Return, from the data that follows, each line that holds the word "with".

» **Data to process**
========
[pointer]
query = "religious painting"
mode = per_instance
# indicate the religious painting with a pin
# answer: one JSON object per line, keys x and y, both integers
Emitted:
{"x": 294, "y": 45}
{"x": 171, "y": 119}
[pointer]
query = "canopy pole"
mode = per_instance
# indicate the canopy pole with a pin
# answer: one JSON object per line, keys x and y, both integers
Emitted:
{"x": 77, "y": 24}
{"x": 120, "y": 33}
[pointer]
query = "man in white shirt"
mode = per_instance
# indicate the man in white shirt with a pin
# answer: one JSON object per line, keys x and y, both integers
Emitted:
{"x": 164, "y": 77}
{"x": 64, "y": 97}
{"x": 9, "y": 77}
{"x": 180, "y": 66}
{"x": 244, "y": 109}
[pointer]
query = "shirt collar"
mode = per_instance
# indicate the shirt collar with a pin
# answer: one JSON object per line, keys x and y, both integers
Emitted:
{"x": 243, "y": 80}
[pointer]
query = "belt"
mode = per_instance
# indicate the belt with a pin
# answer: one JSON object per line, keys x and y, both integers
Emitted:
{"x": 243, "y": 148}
========
» **Answer space**
# indicate the religious painting with a pin
# indicate the canopy pole with a pin
# indicate the man in white shirt with a pin
# indicate the shirt collar with a pin
# indicate the belt with a pin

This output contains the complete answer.